Stated goal 1: Which lines of the records contain the string "tree"? Show each of those lines, copied in full, and treat case as significant.

Passage:

-------------------------

Though $\phi$ can be chosen at will. Some examples: [..]

Yes, your ∅ is the same as Poincare's l (see bottom of post #33). Thanks for that nice elaboration.

 

[Histspec]

Yes, your ∅ is the same as Poincare's l (see bottom of post #33). Thanks for that nice elaboration.

Or the same as Einstein's $\phi(v)$ in §3 of his 1905 paper.
http://www.fourmilab.ch/etexts/einstein/specrel/www/

See also Lorentz's 1904 paper, on page 822: $\left(\frac{1}{kl},\ \frac{1}{l},\ \frac{1}{l}\right)$
http://en.wikisource.org/wiki/Electromagnetic_phenomena

Or Wiki:
http://en.wikipedia.org/wiki/Michel...Length_contraction_and_Lorentz_transformation

 

[peterspencers]

ok... many thanks harrylin for taking the time to explain that too me :) I think I finally understand what you mean.

Also thanks to Histspec, I think you may have just answered my next question! I may need to ask for an intuitive explanation of exactly what you have done here.

I'd just quickly like to clear up something first in regards to harrylin's explanation. Firstly am I right in concluding that what you have just shown me tells us that my scenario is not a complete 'proof' of length contraction, time dilation? This being the case because within my example's set parameters, we are able to satisfy all of lights prerequisites with an infinite number of different length contractions available in both axis and in the presence of zero time dilation.

If my conclusion is correct then I would like to offer the following idea that I feel vindicates my example as an adequate proof of TD, LC...

I believe there are a number of unstated precepts, or prerequisites of nature, ontop of the ones already stated in regards to light, that your counter argument does not satisfy, but my original calculations do satisfy. These are...

-------------------------

Records supplied:
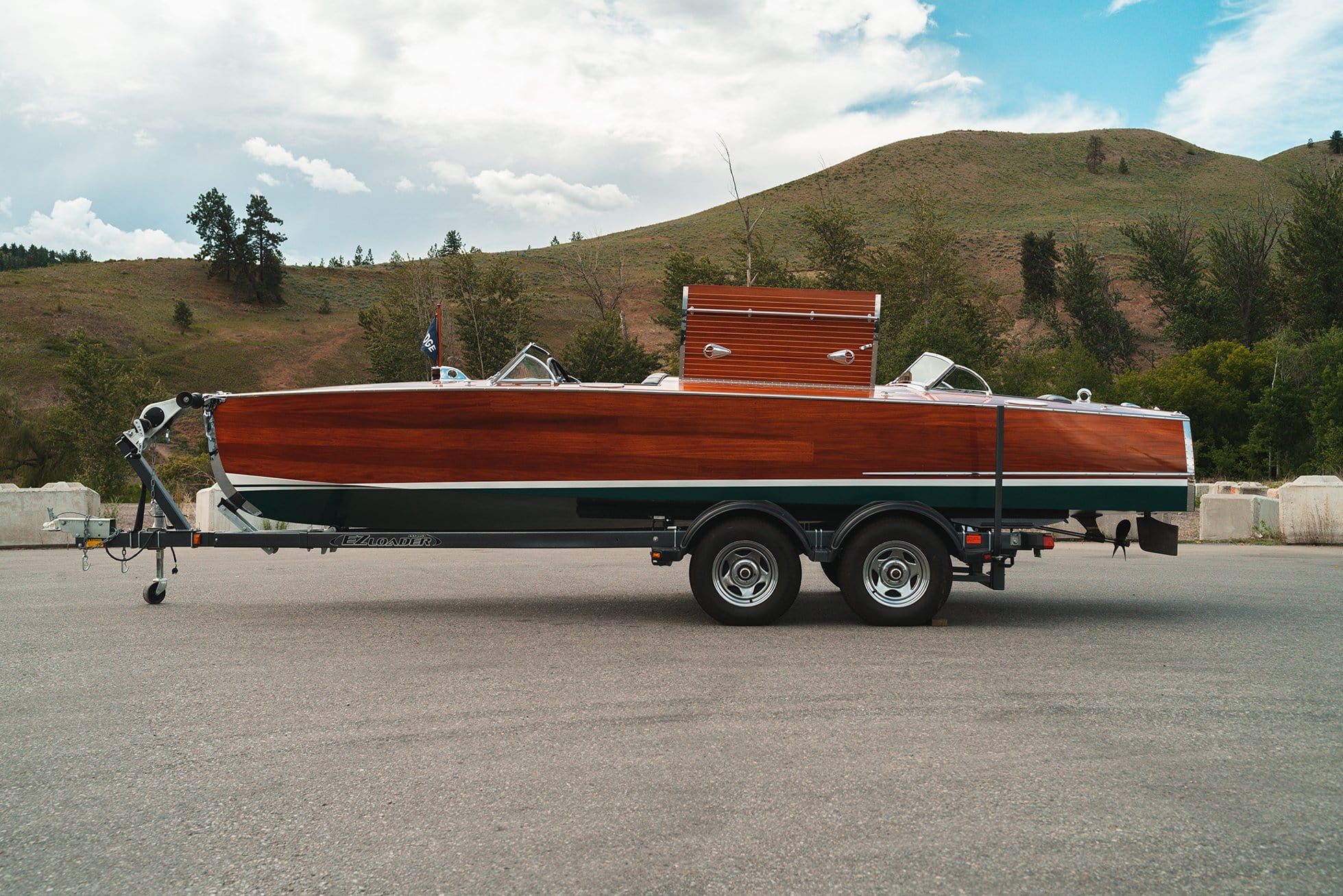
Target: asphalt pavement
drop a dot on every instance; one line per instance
(571, 722)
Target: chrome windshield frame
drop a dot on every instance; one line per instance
(537, 355)
(938, 382)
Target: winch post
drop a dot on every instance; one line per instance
(997, 568)
(158, 491)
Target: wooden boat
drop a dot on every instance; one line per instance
(777, 402)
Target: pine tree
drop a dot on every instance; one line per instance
(1039, 276)
(1311, 263)
(260, 249)
(1095, 155)
(218, 230)
(1088, 298)
(183, 316)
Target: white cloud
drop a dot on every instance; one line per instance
(73, 225)
(1271, 82)
(598, 92)
(533, 197)
(954, 81)
(320, 172)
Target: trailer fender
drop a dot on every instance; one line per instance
(749, 508)
(912, 509)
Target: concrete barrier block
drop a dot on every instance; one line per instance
(1312, 509)
(23, 512)
(1237, 518)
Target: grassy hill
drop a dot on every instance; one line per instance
(994, 187)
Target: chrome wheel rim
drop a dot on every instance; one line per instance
(745, 574)
(896, 574)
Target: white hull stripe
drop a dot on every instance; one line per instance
(935, 480)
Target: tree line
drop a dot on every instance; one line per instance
(14, 257)
(245, 252)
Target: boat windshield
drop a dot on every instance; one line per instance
(533, 365)
(932, 371)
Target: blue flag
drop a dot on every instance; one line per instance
(430, 344)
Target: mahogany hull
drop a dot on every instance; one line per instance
(473, 456)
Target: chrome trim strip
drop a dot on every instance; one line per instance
(751, 312)
(265, 481)
(1045, 473)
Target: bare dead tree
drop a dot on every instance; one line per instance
(1240, 264)
(749, 223)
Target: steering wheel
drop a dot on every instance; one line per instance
(560, 374)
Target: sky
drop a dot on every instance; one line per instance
(387, 124)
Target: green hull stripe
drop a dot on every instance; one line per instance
(446, 509)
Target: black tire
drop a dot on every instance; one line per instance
(746, 572)
(896, 572)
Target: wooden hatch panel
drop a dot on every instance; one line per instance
(797, 336)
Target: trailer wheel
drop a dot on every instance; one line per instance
(896, 572)
(746, 572)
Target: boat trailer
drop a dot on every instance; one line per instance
(986, 548)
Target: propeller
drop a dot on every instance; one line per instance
(1122, 536)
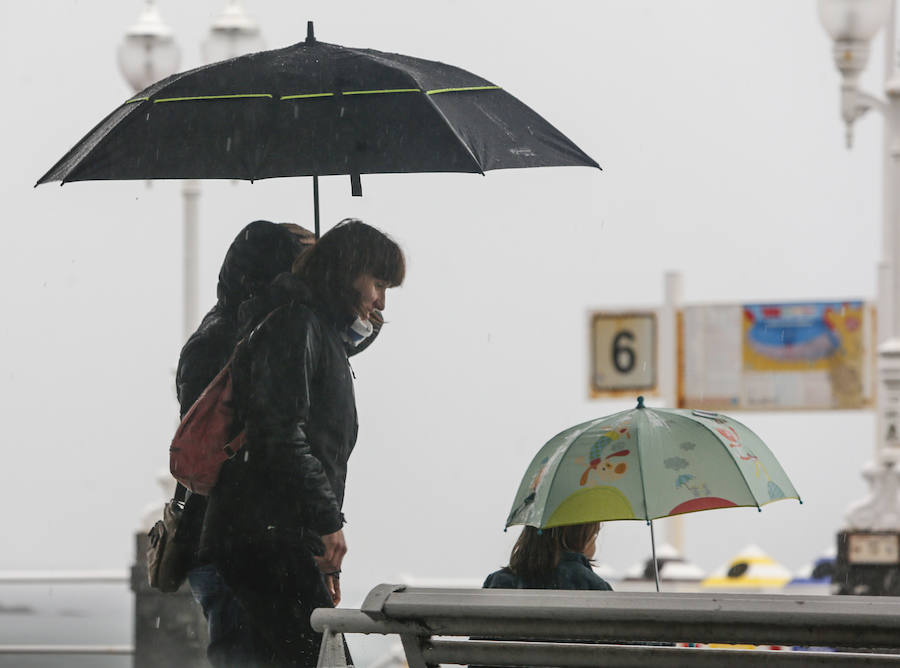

-------------------------

Stated goal 2: Write what comes next in the forum thread on length contraction and time dilation, picking up right after its final line.

Task output 1:
Target: pine tree
Target: tree line
Target: bare dead tree

Task output 2:
Firstly, if we were to contract length on the vertical axis, then the example I have been given earlier, with the train and the tunnel; where in one frame of reference there is a crash, and in another no crash. Then we would be violating the continuity of reality. This seems to be a fairly solid precept of nature, ones equations must ensure that events in all frames of reference agree. (even if they don't agree on the order or timing of events, as shown in another train thought experiment where einstein shows how relativity can break the simultaneity of events) if something happens in one reference frame, then it must at some point also happen in another.

Secondly, If we are to contract length, then we must also dilate time and in a related fashion. Space, time and speed (as given in length, velocity and time in our example) are the way in which we understand movement. Without movement there is no time and space; and vise versa. If we imagined a universe where there was no movement whatsoever, there would be no time or space. As soon as something moves, time and space are born, so much as to say that they are all parts of the same whole. Speed = distance/time, Time = distance x speed. These basic high school equations follow this precept, if we alter the value of one, then the rest must reflect this; how can it be that other equations describing nature shouldn't have to follow this principle?

I appreciate that this is perhaps a little philosophical, although I do feel that the examples I have given are backed up as being 'necessary precepts to accurately describe nature' in other proven areas of physics.

With this in mind, I feel that within the set scenario and parameters of my example, the equations I have presented of LC, TD are indeed the only solution to satisfy all of natures (currently known) mandatory precepts.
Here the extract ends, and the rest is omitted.